── Task material

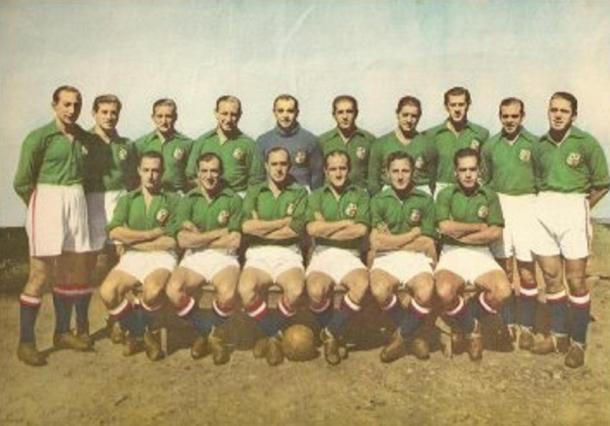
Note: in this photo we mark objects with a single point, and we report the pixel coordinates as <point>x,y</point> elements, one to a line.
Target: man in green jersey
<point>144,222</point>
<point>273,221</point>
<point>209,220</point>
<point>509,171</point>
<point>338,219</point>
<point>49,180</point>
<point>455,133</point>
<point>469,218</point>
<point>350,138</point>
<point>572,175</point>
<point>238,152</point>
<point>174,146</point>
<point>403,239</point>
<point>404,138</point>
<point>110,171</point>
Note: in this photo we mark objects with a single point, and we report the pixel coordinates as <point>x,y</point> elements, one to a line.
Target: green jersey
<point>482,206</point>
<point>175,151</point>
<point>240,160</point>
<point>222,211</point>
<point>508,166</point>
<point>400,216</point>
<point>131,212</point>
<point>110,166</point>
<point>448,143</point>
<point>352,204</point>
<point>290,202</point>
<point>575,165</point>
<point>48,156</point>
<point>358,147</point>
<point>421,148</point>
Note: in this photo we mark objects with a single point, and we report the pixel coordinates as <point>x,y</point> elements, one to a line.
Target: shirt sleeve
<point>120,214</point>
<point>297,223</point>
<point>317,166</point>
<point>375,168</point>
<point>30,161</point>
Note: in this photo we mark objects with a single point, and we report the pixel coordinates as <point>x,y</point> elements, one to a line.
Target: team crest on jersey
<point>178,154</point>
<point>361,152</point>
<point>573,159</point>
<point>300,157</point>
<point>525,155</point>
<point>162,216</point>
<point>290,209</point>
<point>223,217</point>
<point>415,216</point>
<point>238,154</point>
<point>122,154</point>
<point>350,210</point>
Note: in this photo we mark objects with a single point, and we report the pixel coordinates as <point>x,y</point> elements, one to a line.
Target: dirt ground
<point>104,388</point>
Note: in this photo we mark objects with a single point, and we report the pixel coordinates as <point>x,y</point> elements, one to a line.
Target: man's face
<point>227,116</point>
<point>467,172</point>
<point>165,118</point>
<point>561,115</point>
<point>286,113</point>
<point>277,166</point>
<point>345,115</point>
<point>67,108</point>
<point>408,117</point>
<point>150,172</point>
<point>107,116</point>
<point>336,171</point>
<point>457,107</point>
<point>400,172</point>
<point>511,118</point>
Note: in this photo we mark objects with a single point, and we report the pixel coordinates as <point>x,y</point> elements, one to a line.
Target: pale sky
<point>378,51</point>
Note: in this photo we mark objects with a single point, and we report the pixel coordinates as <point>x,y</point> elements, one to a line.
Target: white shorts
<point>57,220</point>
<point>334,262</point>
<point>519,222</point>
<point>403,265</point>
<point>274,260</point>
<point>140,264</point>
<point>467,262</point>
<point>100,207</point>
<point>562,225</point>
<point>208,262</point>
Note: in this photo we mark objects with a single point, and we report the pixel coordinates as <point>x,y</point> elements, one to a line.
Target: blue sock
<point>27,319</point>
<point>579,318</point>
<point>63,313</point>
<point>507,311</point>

────
── Task material

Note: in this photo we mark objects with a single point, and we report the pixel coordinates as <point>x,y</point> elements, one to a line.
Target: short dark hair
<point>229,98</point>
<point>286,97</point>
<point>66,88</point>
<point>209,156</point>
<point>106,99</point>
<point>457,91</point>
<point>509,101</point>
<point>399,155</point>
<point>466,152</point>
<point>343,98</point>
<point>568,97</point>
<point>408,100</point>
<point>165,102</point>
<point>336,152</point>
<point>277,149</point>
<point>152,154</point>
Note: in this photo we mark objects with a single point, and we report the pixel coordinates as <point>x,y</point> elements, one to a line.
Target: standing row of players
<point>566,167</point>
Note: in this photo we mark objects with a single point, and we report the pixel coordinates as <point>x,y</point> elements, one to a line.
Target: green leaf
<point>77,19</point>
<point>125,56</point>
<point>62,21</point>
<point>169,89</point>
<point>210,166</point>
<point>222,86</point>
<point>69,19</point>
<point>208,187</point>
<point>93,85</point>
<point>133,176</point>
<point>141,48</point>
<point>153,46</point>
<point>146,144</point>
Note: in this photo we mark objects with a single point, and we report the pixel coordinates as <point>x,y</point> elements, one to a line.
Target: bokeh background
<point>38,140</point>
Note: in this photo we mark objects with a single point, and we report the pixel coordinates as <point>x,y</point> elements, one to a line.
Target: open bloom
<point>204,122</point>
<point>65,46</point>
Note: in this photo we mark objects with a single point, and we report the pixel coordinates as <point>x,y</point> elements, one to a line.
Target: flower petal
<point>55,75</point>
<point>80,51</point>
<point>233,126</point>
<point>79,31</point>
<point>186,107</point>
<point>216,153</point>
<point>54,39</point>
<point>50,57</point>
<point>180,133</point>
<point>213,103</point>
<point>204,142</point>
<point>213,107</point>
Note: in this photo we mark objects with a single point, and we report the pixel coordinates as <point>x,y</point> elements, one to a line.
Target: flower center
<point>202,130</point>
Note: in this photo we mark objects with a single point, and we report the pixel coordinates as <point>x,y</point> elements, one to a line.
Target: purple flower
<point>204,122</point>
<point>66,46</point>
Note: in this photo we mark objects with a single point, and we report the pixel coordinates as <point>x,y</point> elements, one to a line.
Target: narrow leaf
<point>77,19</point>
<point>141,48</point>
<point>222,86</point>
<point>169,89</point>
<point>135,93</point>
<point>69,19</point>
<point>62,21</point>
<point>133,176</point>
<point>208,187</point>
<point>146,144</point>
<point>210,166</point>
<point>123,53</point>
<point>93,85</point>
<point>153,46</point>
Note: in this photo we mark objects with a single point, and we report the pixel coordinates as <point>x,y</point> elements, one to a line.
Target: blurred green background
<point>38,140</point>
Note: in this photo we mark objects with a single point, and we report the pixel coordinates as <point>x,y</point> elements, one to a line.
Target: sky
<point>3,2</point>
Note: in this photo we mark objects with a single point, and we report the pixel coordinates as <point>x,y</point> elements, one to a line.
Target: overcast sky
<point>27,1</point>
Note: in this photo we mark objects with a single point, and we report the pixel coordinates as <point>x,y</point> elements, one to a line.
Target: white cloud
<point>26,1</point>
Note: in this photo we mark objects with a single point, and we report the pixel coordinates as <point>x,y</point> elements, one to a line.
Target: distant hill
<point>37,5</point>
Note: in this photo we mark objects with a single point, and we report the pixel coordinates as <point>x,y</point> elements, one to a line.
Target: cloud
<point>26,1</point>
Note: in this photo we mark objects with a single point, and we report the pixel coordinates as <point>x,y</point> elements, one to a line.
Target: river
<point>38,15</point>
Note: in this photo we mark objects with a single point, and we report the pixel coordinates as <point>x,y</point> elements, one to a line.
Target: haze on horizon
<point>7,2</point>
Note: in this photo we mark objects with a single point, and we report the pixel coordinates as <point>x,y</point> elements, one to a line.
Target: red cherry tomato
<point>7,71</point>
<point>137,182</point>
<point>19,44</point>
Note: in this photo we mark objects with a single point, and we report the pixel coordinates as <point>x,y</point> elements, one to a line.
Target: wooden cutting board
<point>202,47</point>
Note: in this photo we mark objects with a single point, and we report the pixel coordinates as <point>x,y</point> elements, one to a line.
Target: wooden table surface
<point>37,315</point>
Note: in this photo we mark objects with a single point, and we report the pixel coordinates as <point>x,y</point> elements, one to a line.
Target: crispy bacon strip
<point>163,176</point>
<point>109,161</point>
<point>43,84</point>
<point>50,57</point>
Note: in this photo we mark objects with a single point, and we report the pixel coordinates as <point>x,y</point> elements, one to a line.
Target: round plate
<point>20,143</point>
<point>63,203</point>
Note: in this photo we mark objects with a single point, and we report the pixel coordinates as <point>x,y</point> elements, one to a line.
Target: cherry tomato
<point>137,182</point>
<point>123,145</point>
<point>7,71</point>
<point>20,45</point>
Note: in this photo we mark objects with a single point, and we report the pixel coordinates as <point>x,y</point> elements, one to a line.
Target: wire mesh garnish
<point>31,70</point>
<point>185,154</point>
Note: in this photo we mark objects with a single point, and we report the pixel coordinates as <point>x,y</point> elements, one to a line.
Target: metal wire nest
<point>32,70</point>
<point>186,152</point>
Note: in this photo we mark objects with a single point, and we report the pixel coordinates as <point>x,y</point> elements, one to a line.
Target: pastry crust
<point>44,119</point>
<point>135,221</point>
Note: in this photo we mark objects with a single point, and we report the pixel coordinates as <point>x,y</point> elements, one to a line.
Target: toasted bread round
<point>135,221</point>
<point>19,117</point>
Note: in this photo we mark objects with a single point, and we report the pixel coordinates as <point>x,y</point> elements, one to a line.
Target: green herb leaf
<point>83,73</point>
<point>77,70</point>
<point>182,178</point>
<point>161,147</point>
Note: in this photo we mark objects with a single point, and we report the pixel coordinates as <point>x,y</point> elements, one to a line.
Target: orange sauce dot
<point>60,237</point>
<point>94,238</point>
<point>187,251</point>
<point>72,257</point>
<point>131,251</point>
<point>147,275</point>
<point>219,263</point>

────

Work instructions :: Please count the lines in the entries above that contain the word "jersey", treating uppercase and lowercase as different. Reply with only the number.

Response to this exercise :: 3